▶ **Problem details**: Write out only the tail of the records, beginning at the line containing "Q: Locate the black background" and including the last line, exactly as written.

— Begin Data entries —

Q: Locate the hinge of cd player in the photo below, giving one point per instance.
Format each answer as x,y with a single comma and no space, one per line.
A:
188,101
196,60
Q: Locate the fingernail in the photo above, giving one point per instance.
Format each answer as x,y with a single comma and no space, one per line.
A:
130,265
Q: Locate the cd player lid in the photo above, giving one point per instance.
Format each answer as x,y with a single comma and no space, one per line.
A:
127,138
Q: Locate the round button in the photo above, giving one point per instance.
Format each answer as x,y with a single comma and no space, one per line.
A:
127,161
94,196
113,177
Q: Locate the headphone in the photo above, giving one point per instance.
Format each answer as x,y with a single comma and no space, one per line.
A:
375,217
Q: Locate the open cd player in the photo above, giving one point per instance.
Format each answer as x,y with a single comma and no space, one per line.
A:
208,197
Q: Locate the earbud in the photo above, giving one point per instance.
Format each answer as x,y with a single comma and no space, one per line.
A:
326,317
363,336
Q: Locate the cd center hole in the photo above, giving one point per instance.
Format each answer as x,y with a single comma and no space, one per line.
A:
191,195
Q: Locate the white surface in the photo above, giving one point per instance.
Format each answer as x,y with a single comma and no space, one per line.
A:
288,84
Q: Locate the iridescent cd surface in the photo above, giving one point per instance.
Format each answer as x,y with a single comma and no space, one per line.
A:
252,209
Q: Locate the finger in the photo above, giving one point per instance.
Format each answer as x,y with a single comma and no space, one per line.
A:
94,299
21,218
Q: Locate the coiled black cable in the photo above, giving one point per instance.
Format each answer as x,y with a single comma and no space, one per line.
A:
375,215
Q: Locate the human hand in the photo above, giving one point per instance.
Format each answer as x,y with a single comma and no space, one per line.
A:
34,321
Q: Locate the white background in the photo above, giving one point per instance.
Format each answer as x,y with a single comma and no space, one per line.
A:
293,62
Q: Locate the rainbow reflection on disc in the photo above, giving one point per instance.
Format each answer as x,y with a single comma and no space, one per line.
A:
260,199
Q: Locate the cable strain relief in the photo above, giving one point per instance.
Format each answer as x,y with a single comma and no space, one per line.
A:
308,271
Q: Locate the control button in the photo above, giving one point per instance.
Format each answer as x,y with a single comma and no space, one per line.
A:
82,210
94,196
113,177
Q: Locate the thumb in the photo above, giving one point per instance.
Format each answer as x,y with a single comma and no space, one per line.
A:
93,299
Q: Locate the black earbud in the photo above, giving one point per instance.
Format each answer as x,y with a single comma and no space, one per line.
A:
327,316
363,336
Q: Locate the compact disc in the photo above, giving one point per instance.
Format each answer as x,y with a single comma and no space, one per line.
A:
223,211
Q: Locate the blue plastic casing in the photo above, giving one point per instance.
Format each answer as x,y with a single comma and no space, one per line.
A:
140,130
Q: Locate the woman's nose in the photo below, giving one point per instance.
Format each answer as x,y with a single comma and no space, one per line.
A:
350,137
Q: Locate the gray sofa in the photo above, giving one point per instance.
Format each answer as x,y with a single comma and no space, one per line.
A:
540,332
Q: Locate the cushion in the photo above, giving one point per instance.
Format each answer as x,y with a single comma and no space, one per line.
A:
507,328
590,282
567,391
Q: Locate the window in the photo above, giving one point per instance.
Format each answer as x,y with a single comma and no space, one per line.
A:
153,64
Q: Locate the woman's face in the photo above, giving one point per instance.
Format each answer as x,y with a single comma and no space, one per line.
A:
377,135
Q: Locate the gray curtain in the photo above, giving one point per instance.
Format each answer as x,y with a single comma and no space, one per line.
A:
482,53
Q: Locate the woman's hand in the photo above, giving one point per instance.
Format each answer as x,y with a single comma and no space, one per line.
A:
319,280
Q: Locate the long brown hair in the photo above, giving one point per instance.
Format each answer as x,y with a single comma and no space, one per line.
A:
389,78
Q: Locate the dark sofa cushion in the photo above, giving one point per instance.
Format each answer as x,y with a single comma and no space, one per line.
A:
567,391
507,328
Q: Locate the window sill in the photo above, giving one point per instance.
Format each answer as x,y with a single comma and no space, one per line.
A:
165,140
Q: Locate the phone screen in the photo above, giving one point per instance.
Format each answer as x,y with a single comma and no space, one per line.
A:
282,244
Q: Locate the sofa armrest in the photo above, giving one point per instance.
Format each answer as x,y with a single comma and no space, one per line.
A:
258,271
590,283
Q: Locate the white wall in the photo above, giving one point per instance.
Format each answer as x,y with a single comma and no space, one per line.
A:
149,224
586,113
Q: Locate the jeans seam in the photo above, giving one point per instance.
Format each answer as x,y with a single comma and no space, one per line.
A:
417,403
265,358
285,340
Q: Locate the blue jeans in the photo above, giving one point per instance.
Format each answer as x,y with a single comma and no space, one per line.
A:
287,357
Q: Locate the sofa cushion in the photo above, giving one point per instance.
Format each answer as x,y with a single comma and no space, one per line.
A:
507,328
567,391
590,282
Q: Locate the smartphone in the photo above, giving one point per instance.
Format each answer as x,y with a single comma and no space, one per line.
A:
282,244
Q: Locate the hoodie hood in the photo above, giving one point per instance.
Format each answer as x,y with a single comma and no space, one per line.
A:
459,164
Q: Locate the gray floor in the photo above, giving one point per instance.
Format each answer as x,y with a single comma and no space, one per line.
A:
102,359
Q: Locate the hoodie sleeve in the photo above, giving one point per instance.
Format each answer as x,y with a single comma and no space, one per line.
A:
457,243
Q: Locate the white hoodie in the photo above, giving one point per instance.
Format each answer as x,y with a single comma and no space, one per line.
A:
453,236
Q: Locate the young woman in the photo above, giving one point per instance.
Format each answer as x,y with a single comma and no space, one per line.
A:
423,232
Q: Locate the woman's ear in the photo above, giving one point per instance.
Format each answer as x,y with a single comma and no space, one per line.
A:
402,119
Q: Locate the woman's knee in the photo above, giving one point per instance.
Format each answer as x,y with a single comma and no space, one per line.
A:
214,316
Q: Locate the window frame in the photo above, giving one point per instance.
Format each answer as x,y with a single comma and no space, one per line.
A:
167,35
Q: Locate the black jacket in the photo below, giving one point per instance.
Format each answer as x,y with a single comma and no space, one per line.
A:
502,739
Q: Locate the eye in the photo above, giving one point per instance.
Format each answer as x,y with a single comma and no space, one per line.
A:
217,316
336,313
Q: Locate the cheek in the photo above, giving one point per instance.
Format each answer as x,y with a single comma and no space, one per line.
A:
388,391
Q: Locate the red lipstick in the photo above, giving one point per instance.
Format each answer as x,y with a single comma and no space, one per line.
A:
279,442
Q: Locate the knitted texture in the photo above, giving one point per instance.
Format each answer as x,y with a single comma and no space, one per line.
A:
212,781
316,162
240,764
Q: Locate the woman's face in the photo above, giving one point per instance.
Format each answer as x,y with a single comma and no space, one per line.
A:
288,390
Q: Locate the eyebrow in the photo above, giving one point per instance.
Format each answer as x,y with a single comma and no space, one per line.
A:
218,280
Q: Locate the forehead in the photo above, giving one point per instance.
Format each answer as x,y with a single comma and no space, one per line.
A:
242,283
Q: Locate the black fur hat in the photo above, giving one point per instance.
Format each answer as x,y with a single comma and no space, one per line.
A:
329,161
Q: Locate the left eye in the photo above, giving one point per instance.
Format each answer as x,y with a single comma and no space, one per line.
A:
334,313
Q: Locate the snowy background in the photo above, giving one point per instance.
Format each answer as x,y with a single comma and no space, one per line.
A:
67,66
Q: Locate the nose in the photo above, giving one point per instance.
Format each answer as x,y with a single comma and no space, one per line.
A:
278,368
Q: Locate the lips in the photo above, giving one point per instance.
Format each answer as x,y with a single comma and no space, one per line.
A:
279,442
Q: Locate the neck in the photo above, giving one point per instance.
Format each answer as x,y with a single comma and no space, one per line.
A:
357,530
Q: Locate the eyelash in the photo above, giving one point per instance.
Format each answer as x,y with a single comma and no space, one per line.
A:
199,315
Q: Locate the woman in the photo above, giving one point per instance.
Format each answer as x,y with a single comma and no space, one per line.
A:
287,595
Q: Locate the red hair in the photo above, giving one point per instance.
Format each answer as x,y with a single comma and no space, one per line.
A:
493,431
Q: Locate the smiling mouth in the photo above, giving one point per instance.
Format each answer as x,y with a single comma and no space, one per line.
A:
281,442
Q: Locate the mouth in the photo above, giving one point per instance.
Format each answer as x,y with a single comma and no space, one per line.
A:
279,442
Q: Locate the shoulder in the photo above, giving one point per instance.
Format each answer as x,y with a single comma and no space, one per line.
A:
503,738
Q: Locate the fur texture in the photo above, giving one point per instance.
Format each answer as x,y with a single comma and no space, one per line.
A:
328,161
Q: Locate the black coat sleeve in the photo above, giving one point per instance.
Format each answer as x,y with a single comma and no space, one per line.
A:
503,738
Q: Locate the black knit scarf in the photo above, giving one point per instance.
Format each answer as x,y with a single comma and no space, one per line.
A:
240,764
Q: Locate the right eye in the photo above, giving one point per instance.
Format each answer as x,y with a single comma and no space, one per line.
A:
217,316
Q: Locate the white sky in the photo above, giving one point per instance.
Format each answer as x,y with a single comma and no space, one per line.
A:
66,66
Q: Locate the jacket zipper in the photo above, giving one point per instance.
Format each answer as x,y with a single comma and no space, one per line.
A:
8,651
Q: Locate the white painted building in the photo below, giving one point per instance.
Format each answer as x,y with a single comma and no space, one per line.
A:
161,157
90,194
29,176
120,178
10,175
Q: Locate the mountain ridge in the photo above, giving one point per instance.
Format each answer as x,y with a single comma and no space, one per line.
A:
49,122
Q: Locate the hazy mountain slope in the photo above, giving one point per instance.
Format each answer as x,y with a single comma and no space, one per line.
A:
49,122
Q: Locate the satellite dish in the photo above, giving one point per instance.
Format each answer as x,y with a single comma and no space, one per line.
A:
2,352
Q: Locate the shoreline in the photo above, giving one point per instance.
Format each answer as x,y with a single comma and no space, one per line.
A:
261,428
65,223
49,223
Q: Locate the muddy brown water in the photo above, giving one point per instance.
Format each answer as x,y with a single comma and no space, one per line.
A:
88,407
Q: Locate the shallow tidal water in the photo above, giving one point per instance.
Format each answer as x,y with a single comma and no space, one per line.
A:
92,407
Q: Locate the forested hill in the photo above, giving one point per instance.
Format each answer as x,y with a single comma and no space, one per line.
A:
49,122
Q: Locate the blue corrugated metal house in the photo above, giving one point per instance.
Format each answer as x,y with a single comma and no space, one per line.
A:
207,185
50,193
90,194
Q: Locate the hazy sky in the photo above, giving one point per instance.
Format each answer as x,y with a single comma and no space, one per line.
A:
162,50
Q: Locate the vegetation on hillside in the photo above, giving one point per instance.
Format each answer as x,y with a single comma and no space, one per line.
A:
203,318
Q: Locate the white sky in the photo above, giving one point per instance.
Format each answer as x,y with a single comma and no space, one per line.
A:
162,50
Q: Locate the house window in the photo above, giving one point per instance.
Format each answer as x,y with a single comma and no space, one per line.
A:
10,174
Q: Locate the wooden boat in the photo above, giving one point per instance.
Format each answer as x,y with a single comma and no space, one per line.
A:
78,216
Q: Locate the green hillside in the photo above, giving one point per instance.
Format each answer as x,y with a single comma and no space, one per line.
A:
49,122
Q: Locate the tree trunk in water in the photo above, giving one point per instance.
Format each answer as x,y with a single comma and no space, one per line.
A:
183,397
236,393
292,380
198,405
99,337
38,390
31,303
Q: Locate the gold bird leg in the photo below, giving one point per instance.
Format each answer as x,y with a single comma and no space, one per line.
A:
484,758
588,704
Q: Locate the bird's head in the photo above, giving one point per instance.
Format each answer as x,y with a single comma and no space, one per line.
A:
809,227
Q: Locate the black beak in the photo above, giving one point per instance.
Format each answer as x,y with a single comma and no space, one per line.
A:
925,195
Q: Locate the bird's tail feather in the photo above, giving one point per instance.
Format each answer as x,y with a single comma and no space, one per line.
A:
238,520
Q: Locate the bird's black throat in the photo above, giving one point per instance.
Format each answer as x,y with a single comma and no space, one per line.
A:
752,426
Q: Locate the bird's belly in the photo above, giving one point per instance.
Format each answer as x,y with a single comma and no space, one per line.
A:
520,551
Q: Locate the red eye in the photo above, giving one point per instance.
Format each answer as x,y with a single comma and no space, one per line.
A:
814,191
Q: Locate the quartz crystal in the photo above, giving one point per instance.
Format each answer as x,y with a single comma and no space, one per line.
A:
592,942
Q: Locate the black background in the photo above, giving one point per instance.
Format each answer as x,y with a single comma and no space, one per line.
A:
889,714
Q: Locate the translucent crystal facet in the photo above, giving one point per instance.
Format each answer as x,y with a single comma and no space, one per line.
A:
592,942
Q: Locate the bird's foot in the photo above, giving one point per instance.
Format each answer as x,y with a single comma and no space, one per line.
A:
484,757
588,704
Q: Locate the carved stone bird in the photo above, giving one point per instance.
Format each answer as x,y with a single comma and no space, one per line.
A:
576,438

— End Data entries —

▶ **Result below**:
Q: Locate the black background in the photo above, giving one point per instance.
Format each answer as x,y with a single comma and no space, one per line.
A:
889,714
Q: Locate the translucent crystal facet in the photo above, giving one point per instance.
Format each answer as x,y with a single comma and no space, one per line.
A:
592,942
Q: Locate the bird's foot in the photo above, giving one point per instance.
Format each answer as x,y with a single comma and no space, one per line.
A:
484,757
588,704
Q: Locate the carved stone bird in the photo above, giving one point per instance.
Format each answer as x,y with a single comma and no space, one per line.
A:
576,438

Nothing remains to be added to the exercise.